[Opdrachten]:
1 - Leg in één tot drie zinnen uit waarom nielsjanssennl in de forumdiscussie over MB een vergelijking tussen MB 12.1 en Meyer UPA1 zinloos vindt.
2 - Vat in de forumdiscussie over MB de alinea die begint met "Niet, dat is appels met peren" beknopter samen en behoud de belangrijkste feiten.
3 - Herhaal letterlijk het stuk uit de forumdiscussie over MB tussen "Hof heeft en" en "een verband tussen....", beide inbegrepen.

[Tekstgedeelte]:
■ ■ ■ ■ ■
Vanaf heden: inhoudelijke discussie over ervaringen met en vragen over MB.

----------


## geenstijl21

Nou goed inhoudelijk:

Hof heeft en had Meyer in de verhuur. Meyer UPA1 bijvoorbeeld. Ik heb het idee dat Hof al het Meyer verkoopt en de klussen draait met MB en Alcons.... Aangezien Hof voor kwaliteit gaat zit hier vast een verband tussen....

Daarom deze vragen: 

Waarmee onderscheidt MB zich met Meyer? Wat is de meerwaarde van MB 12.1 t.o.v een Meyer UPA1?

----------


## nielsjanssennl

> Nou goed inhoudelijk:
> 
> Waarmee onderscheidt MB zich met Meyer? Wat is de meerwaarde van MB 12.1 t.o.v een Meyer UPA1?



Niet, dat is appels met peren vergelijken. Dat is hetzelfde door Nexo met Meyer te vergelijken. Het is een kwestie van smaak en/of toepassingen en het antwoord is: het produkt past bij je of niet. Meerwaarde is totaal niet belangrijk. Als de klant niet perse vraagt om UPA dan maakt het geen bal uit of je brood verdient met MB speakers, Meyer UPA's of Nexo/EAW/Martin/Alcons/d&b of whatever, toch?!?!? Bovendien wat is uberhaupt de meerwaarde van UPA tov alle andere luidsprekers over de hele wereld??? =retorisch. Deze vraag staat buiten de discussie.
■ ■ ■ ■ ■
[Fragmenten uit lijst]:

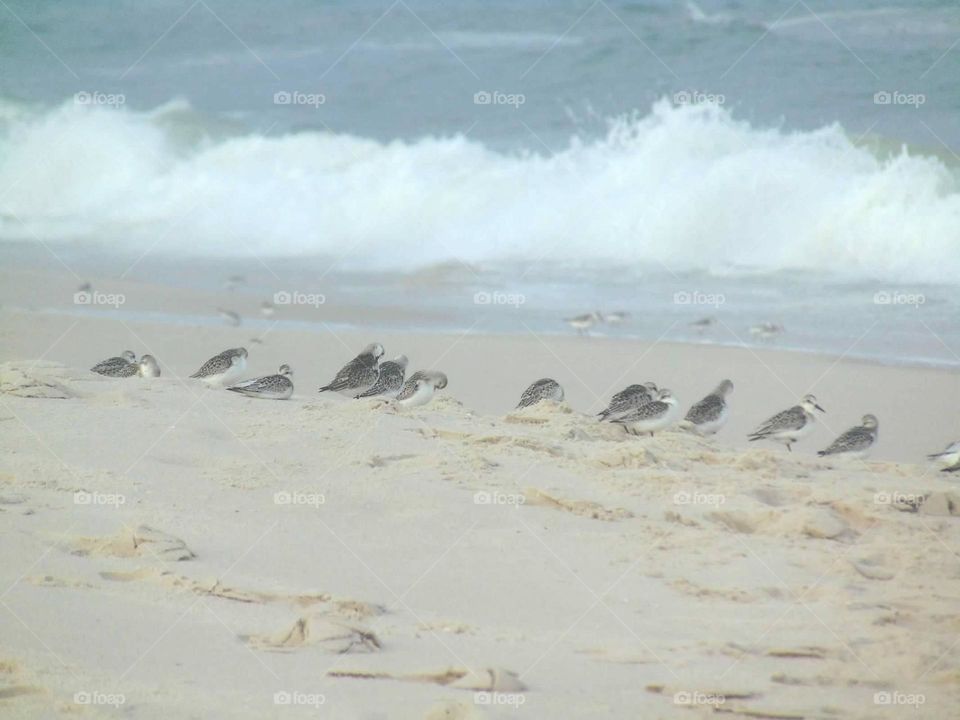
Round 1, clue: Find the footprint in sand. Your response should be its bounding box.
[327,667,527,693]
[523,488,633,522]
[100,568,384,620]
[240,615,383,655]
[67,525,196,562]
■ ■ ■ ■ ■
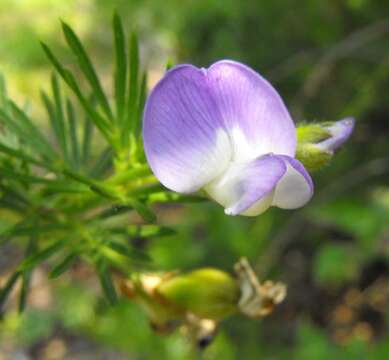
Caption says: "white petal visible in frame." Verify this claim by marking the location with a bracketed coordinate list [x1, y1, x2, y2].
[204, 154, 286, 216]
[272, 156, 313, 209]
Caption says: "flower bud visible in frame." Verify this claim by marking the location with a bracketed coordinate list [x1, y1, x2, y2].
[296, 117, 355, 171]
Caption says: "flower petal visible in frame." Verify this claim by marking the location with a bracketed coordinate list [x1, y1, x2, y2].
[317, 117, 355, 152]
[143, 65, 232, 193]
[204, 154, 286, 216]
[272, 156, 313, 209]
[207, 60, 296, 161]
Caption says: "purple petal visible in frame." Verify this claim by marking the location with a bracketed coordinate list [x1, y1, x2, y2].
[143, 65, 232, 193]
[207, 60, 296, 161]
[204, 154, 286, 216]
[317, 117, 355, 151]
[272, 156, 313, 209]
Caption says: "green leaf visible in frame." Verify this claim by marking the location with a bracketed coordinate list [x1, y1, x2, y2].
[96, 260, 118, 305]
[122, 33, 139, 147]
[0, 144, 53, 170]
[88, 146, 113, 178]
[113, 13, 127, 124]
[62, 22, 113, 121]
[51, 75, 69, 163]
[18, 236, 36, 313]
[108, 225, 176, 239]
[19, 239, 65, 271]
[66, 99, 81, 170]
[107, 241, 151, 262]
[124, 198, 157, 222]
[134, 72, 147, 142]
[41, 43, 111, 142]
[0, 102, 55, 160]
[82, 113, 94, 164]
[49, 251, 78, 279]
■ ■ ■ ■ ■
[Antwoorden op volgorde]:
1 - Volgens nielsjanssennl is dat appels met peren vergelijken. De keuze is een kwestie van smaak en/of toepassingen: het product past bij je of niet. Als de klant niet per se om UPA vraagt, maakt het niet uit met welke luidsprekers je je brood verdient.

2 - MB met Meyer vergelijken is appels met peren vergelijken, net als Nexo met Meyer vergelijken. Het hangt af van smaak en/of toepassingen: een product past bij je of niet, en meerwaarde is niet belangrijk. Zolang de klant niet per se om UPA vraagt, maakt het niet uit of je je brood verdient met MB, Meyer UPA's, Nexo, EAW, Martin, Alcons, d&b of iets anders. De vraag naar de meerwaarde van UPA ten opzichte van alle andere luidsprekers is retorisch en valt buiten de discussie.

3 -
Hof heeft en had Meyer in de verhuur. Meyer UPA1 bijvoorbeeld. Ik heb het idee dat Hof al het Meyer verkoopt en de klussen draait met MB en Alcons.... Aangezien Hof voor kwaliteit gaat zit hier vast een verband tussen....